> **What to do**: Starting at the line below that contains "Look at the photo above. For each instance of the window", print each line through the end of the records exactly as it appears.

^^^^

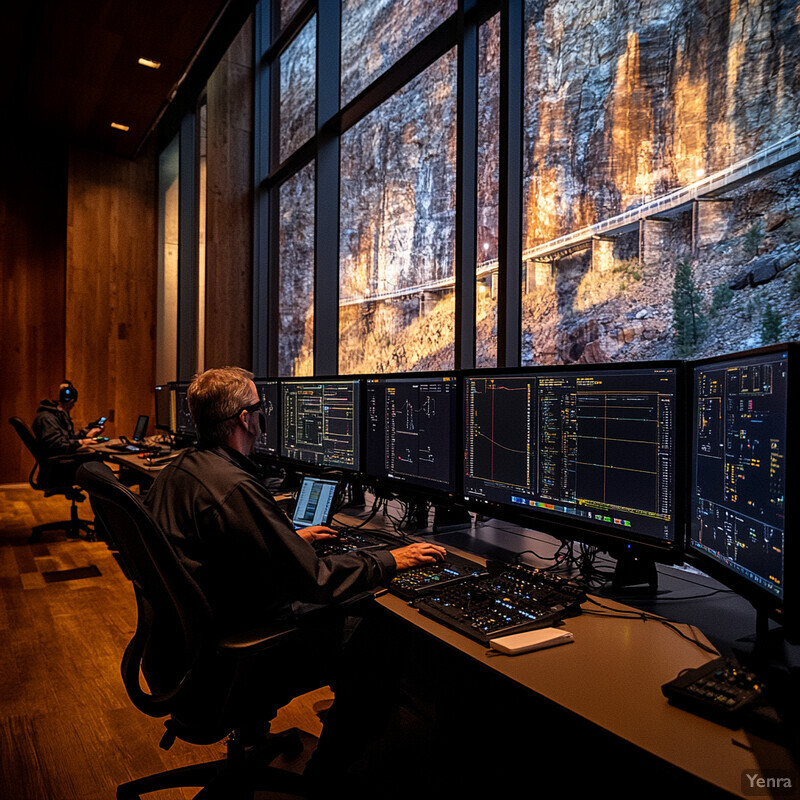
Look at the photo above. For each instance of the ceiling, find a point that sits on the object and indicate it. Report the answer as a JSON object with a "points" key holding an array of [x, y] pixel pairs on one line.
{"points": [[68, 68]]}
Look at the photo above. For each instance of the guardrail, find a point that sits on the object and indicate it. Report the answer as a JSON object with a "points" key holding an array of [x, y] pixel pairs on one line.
{"points": [[785, 150]]}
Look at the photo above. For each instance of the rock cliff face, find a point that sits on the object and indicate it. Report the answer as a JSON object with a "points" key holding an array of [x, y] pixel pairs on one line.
{"points": [[629, 99], [625, 100]]}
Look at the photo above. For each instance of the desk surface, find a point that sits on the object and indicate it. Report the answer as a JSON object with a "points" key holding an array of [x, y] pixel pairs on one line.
{"points": [[611, 676]]}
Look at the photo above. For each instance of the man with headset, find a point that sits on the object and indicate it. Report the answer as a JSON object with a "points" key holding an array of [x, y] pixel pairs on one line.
{"points": [[254, 568], [53, 425]]}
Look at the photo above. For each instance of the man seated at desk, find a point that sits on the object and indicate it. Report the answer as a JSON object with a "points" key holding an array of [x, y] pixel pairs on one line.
{"points": [[255, 568], [55, 432]]}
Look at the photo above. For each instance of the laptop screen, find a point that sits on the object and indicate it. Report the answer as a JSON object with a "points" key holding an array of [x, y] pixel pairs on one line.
{"points": [[314, 502]]}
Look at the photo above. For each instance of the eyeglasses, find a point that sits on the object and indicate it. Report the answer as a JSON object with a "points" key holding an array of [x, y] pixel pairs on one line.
{"points": [[252, 409]]}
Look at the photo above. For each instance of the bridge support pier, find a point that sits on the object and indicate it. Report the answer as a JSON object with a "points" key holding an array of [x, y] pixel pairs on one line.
{"points": [[655, 241], [538, 274], [711, 221], [427, 300], [602, 254]]}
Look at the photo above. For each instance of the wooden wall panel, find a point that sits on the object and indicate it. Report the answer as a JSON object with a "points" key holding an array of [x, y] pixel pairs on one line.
{"points": [[111, 286], [229, 234], [33, 181]]}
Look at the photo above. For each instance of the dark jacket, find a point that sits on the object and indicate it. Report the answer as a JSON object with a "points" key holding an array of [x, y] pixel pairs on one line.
{"points": [[54, 430], [240, 547]]}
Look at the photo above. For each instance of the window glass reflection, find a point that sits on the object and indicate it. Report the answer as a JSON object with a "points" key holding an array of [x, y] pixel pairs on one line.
{"points": [[397, 229], [298, 90], [376, 33], [296, 274]]}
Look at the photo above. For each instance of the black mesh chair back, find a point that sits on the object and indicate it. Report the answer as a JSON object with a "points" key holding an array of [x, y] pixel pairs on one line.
{"points": [[47, 475], [192, 676]]}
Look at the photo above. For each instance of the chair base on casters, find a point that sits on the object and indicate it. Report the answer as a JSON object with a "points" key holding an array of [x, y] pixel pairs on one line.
{"points": [[236, 777], [72, 526]]}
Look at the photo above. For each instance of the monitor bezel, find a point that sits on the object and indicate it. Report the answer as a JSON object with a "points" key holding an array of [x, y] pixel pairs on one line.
{"points": [[271, 454], [785, 611], [299, 464], [176, 387], [617, 543], [162, 387], [410, 488]]}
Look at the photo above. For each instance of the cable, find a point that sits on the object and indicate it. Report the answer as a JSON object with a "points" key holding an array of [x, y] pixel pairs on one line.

^^^^

> **Answer to the task**:
Look at the photo above. For each instance of the window glass reflection, find a point that sits on the object and indicate it. Report the answer as a JSON object with a "points" key holding an array of [x, y] pixel pairs on one line.
{"points": [[397, 229], [298, 90], [376, 33], [296, 274]]}
Look at the photo above. For each instance of the black mesh chair back, find a point that sits on the object and indicate it. Report the answer as a JSON object with a "points" key holding an array of [x, y] pixel pairs on one line.
{"points": [[47, 475], [192, 676]]}
Look at the photo above. For each instance of the chair base on casters, find a point that sits on the object and indicate it. Report the answer as a JSON object with a "points" key holding an array of [x, y] pixel pairs on one line.
{"points": [[236, 777], [72, 526]]}
Look at the photo above. For each instance of the monitor bezel, find a point that sits on the object and indicate it. Report the answer as a JSON object with a "points" key holding an array of [x, y] pixel pairs on one line.
{"points": [[271, 454], [785, 611], [299, 464], [176, 387], [617, 543], [162, 387], [410, 488]]}
Look at the photo above. For each instance of the cable, find a point that sits on the object and indicate it. Report the answer as a JSON object with a "points" key holding an array of [x, y] pixel pairs on one line.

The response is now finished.